**WORK TASK 1**
Translate into Spanish this sentence from the post on Florida's Omicron surge: "By my calculation this surge is 160% faster, so far."
**WORK TASK 2**
In the post on Florida's Omicron surge, on what date does the author's model place the peak?
**WORK TASK 3**
Extend the post on Florida's Omicron surge past its last sentence.

**EXCERPTED PASSAGE**
══════
So Omicron gets discovered and it was only a matter of when the case counts in my fine state started to go up. It seems that 12/8 is when it began here. Similar to Greg Abbott in Texas, our governor, Ron DeSantis, says either nothing or something stupid. Any mitigation in this state will be voluntary by people, and thus be lagging in effectiveness.
I came to choose 12/8 as a starting point not only by eye, but by also examining the rate of change in that 7 day moving average curve. 12/8 is a day when the direction of the change changed…
Like any good exponential function — or in this case NEAR exponential (it’s actually the Logistic function), we see rapid growth after a modestly slow increase.
The logistic function, is the solution to Verhulst’s Equation, which is often used to model population growth that slows down as a “saturation point” is approached. To be really geeky, the daily new cases curve is the first derivative of the Logistic function — really called the Logistic Distribution...
Now, I’ve been lost in estimating these logistic curves in a Finite Difference world — that is in a spreadsheet. So the “rate” parameter I use and put in the following figure is influenced by 2 choices I make in my model — I use 300 “days”, and I model the time value in the actual calculations from -5 to +5. From playing with this spreadsheet for a year and a half I’ve figured out that the interplay of these 2 variables can lead to the exact same curve...it’s hampered me in try to play COVID forecaster in the past…
So I don’t really know how to put k=8.25 into pure math terms...but
- That is a value I have NEVER had to approach previously in my math games
- It is about 5 times as high as the K factor I was deriving in the July-August surge, early in the surge
So I think we can conclude this is spreading fast. How fast?
Well, let’s look at a the Delta surge from 7/7 through 7/22 of this year compared to the “Omicron” Surge from 12/15*:
By my calculation this surge is 160% faster, so far. A few days before I calculated 77% faster...oh boy.
Now, polishing off a turd — err, my forecasting tools, I started to try and fit the data from 12/8 to 12/23 on Christmas Eve. The following model was the closest to the data that came in for Friday — but had a modest number of expected infections for the state — about 600K (recalling these models are for 7 day moving averages, real #’s might be 25% or so higher). That seems low compared to the figures I’ve seen quoted from IHME and our local university (USF). They are saying 40k or more a day here in FL mid to late January I think. I’m getting a peak on 12/30 in this model:
Note — Tc (=300) is the number of “days” in my model, Ts1 is the first time step of that 300 that is used in the curve fitting.
══════
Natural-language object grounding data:
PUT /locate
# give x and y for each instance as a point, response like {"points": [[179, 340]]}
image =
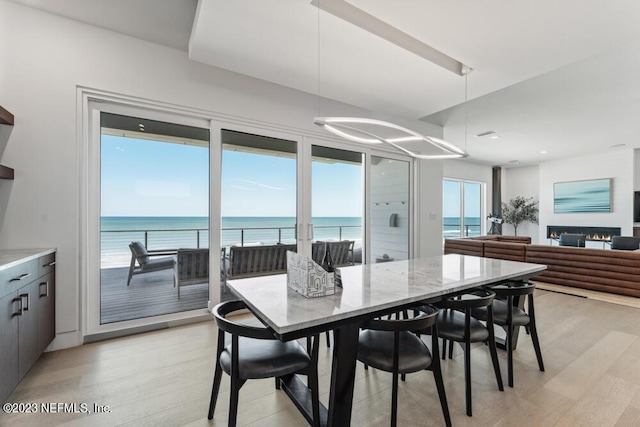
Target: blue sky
{"points": [[150, 178]]}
══════
**ANSWER SPACE 1**
Según mis cálculos, este repunte es un 160 % más rápido, hasta ahora.

**ANSWER SPACE 2**
12/30.

**ANSWER SPACE 3**
One thing I noticed over the year and half of using these mathematical methods to model case surges is that in reality the K factor (roughly speaking the growth rate) and A (the expected number of infected people in the surge) don’t stay constant. K tends to drift down, A tends to grow larger, leading to surges that last longer than one would expect doing the simple math.
So that led me to think of another way to look at the estimate of A. In the APR discussion something triggered me to think of basing A off of the rate of testing done in the state. For Florida it works out to roughly 1 test per person in the state per year, so a 6 week period (kind of an arbitrary, wild ass guess). Would give about 2 ½ million tests. I suspect we 1) might see more, and 2) are going to see a ridiculous positivity rate in these test in January...so I decided to use ~2/3 of that number (1,750,000) for A in the next model, using a K factor cut in half:
This one peaks a bit higher than the estimates I’ve seen/heard...but the timing is closer to those estimates. This one peaks 1/12/2022 at about 58K new cases a day (again, 7 day moving averages are being modeled here)…
Now — another frightening estimate I’ve heard (I think from Peter Hotez, not some jamoke) is 1 million cases a day for the country. If Florida contributes it’s population percentage to that that is 60-70K a day in this state. I decided to do another arbitrary, wild assed bit of math to mash the two models together...with the slower, larger model not contributing anything until Christmas Eve, where I add 5 % of that model in, and each day increase it another 5%. So in 20 days (1/12/2022) this model is adding the 2 separate models together, but by the time we get to 100% of model 2, the first model is fairly small and getting smaller faster and faster…
This gives me a 2 week plateau from 1/1 — 1/15 2022, between 60 and 70K a day...which is close to the million a day scaled up the USA population. It still seems to plateau too rapidly…
Now, considering that the at the start of the Delta surge I was calculating K factors of a bit under 2, maybe the 2nd model should slow down even more (take K lower than 4), perhaps adding a few more unlucky MAGA’s/anti-vaxxers to the stats (bump A up to 2 million)?
Without actually plugging the numbers in and looking at the results, I’d suspect that might make a shorter plateau further out in January, at perhaps a little lower peak. So this will be the signal I’m suspicious about in the data, but going to take a week before the Christmas Crash subsides, and then we’ll have a New Year’s crash. So we might not be able to really get a good read on where this is going for another week and a half. If I recall, Hotez made a comment recently about what a joke data reporting in this country. A very fast moving virus exploits this failing…
So, please be safe and be well.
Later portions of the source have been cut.